◆ Required work: Copy out the records below in full, moving each point coordinate in the answers up by 27 and leaving every other number unchanged. Leave the pictures out of your copy.

(Dataset excerpt)
>> Begin

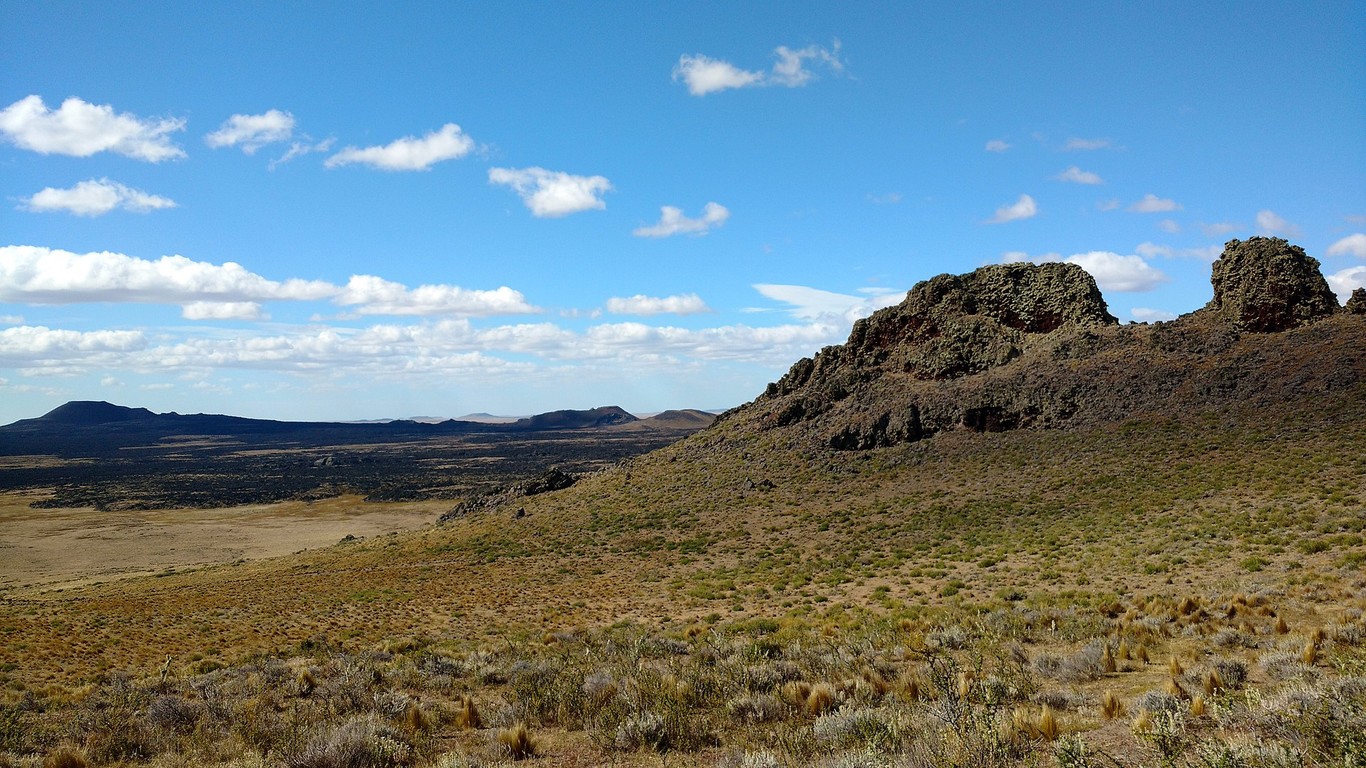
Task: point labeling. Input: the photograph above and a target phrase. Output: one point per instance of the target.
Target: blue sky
(432, 208)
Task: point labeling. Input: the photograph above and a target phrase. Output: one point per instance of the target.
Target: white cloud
(1144, 314)
(82, 129)
(38, 346)
(704, 74)
(227, 291)
(674, 223)
(1343, 283)
(41, 275)
(1079, 176)
(1153, 204)
(94, 197)
(253, 131)
(552, 193)
(1219, 228)
(376, 295)
(409, 153)
(1273, 224)
(1022, 208)
(790, 67)
(1351, 245)
(1088, 144)
(1115, 272)
(223, 310)
(828, 306)
(685, 304)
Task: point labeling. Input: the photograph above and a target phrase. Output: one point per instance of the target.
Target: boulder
(1265, 284)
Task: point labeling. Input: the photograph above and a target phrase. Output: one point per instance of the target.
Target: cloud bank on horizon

>> End

◆ Task solution:
Task: point labeling. Input: the photograph above and a target phrase. Output: one point per instance of the target.
Target: blue sky
(459, 235)
Task: point labeling. Input: the photograph above and a target phrase. Output: one point per instance of the target.
Target: white cloud
(1171, 341)
(109, 156)
(65, 373)
(731, 101)
(254, 318)
(701, 250)
(1370, 310)
(68, 302)
(1106, 203)
(1180, 231)
(121, 224)
(280, 158)
(579, 220)
(1246, 255)
(403, 322)
(436, 180)
(1300, 251)
(1049, 235)
(817, 94)
(1378, 272)
(1115, 171)
(1142, 299)
(250, 337)
(855, 333)
(712, 331)
Task: point labeling. Input: the photograph above and a target phrase. Output: one point per instance of the target.
Target: boulder
(1292, 311)
Task: point labeling. Input: the photograph above and a target phrase. Output: one point per instance of the target.
Target: cloud bank on horizon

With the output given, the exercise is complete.